* _Tasks_
a. List every type of contract that the passage on aluminum hedging names.
b. In the passage on aluminum hedging, change "aluminum" to "copper" and write out the part from "Inherent in our business" up to and including "changing aluminum prices.".
c. Write what comes next in the passage on aluminum hedging, picking up after its final sentence.

* _Given passage_

Inherent in our business is the risk of matching the timing of our contracts. We
buy and sell aluminum products which are based on a constantly moving terminal
market price determined by the London Metal Exchange (“LME”). Were we
not to hedge such exposures we could be exposed to significant losses due to the
continually changing aluminum prices.
We use
aluminum future contracts to manage our exposure to commodity price risk
inherent in our activities. It is our policy to hedge such risks, to
the extent practicable. We enter into hedges to limit our exposure to
volatile price fluctuations in metals which would impact our gross margins on
firm purchase and sales commitments. As an example, we may enter into
fixed price contracts with our suppliers and variable price sales contracts with
our customers. We will utilize the futures market to match the terms of the
purchase and sale through hedging our fixed purchase commitment by entering into
a futures contract and selling the aluminum for future delivery in the month
where the aluminum is to be priced and delivered to the
customer. We use hedges for no purpose other than to avoid
exposure to changes in aluminum prices and foreign currency rates between when
we buy a shipment of aluminum from a supplier and when we deliver it to a
customer.

* _Source excerpt_

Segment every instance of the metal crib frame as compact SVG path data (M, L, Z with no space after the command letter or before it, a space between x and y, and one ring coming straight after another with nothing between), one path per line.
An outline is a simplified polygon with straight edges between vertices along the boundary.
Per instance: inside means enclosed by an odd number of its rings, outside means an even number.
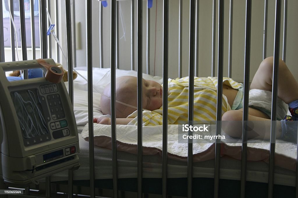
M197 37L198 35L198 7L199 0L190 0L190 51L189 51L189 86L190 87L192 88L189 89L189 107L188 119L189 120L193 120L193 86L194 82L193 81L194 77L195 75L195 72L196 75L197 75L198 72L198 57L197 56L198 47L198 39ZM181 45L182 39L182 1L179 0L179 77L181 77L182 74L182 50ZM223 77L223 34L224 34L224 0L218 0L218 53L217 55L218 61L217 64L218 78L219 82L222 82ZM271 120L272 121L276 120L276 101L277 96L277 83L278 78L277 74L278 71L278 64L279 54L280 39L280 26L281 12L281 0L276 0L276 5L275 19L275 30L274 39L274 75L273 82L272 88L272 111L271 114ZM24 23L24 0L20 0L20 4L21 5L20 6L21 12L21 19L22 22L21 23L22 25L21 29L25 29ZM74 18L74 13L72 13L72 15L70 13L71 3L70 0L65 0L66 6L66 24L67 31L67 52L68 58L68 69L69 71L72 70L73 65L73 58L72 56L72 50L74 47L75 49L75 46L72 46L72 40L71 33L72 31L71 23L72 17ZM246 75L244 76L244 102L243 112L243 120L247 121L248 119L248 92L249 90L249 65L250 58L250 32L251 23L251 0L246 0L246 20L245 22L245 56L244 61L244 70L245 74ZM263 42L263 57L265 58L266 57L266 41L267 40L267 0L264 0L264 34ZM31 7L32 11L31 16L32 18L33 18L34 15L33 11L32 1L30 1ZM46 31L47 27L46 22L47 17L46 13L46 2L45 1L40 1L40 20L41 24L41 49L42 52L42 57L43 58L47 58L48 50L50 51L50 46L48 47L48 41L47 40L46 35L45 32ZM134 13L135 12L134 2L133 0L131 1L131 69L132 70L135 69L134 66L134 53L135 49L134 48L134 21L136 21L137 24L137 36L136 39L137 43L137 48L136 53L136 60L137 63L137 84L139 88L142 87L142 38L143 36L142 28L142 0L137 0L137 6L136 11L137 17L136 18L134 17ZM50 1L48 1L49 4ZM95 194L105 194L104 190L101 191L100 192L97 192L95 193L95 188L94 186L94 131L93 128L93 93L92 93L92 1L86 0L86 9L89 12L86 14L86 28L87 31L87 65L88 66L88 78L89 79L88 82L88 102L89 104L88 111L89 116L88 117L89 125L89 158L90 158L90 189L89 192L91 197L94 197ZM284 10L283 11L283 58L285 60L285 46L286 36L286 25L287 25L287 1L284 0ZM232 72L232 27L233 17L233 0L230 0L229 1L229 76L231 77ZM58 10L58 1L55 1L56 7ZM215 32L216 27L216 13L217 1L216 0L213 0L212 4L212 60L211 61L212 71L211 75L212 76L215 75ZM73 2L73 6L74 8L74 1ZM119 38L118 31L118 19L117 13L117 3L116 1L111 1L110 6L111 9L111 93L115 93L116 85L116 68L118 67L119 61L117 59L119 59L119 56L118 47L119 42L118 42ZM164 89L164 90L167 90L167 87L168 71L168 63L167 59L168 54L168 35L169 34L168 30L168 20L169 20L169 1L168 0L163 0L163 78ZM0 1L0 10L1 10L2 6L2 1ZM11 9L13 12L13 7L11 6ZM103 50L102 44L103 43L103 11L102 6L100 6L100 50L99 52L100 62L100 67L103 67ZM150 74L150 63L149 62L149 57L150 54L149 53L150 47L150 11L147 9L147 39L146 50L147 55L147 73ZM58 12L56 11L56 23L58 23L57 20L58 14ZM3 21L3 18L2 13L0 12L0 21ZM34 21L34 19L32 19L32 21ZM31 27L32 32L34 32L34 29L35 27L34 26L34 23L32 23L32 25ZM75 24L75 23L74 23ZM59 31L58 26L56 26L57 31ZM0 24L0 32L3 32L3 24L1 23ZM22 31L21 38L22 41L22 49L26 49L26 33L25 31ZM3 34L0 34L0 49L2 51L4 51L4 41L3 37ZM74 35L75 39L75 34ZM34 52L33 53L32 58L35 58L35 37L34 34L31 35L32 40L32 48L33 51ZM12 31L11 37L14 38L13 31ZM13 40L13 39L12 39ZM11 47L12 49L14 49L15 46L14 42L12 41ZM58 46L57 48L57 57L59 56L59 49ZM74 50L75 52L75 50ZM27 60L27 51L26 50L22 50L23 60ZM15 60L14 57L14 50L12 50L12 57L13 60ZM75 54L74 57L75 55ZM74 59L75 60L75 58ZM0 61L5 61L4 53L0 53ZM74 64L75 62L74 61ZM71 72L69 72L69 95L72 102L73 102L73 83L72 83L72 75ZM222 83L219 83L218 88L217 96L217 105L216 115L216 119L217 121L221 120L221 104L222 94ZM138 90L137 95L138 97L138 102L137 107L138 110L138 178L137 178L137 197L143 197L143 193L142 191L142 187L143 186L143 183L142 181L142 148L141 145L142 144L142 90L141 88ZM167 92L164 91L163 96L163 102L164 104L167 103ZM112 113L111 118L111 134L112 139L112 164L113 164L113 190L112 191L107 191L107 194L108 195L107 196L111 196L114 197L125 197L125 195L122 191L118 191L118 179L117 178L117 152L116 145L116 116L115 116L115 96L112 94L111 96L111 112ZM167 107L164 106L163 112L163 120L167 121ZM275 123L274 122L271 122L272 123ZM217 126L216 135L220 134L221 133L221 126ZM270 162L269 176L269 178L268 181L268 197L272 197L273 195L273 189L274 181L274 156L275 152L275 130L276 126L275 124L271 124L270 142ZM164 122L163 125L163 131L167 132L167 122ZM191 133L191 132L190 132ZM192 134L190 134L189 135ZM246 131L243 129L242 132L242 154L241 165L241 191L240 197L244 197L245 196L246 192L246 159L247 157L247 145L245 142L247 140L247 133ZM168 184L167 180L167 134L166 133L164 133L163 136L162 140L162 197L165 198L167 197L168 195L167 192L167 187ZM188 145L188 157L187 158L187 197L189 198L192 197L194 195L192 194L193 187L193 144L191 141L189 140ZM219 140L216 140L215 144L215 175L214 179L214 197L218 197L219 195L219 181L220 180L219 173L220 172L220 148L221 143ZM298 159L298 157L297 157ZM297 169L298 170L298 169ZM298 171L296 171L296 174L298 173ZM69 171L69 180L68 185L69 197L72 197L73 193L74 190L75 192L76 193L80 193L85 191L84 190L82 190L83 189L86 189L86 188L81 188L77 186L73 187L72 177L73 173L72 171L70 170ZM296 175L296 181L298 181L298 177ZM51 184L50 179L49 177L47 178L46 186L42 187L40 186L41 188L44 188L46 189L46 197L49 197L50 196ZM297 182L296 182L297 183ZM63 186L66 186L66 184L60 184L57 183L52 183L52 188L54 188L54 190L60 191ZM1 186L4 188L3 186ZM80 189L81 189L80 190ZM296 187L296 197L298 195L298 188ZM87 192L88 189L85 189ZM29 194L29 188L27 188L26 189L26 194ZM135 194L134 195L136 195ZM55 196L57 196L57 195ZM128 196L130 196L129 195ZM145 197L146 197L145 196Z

* _Answers to the tasks_
a.
- Aluminum futures contracts
- Fixed price contracts with suppliers
- Variable price sales contracts with customers

b.
Inherent in our business is the risk of matching the timing of our contracts. We
buy and sell copper products which are based on a constantly moving terminal
market price determined by the London Metal Exchange (“LME”). Were we
not to hedge such exposures we could be exposed to significant losses due to the
continually changing copper prices.

c.
If the
underlying metal price increases since a sales contract is initiated, we would
suffer a hedging loss and have a derivative liability, but the sales price to
the customer would be based on a higher market price and offset the
loss. Conversely, if the metal price decreases, we would have a
hedging gain and recognize a derivative asset, but the sales price to the
customer would be based on the lower market price and offset the
gain.
We also
enter into foreign exchange forward contracts to hedge our exposure related to
commitments to sell non-ferrous metals denominated in some international
currencies. In such cases, we will sell the foreign currency through
a bank for an approximate date when we anticipate receiving payment from the
foreign customer. When payment is received, we will deliver the foreign currency
to the bank and receive U.S. dollar equivalent based upon our hedged
rate.
In
accordance with Financial Accounting Standards No. 133, we designate these
derivative contracts as fair value hedges and recognize them on our balance
sheet at fair value as well as offsetting changes in the fair value of the
related hedged firm purchase and sales commitment attributable to the hedged
risk. The fair value adjustment related to the hedged commitment is recognized
in earnings upon revenue recognition which occurs at the time of delivery to our
customers.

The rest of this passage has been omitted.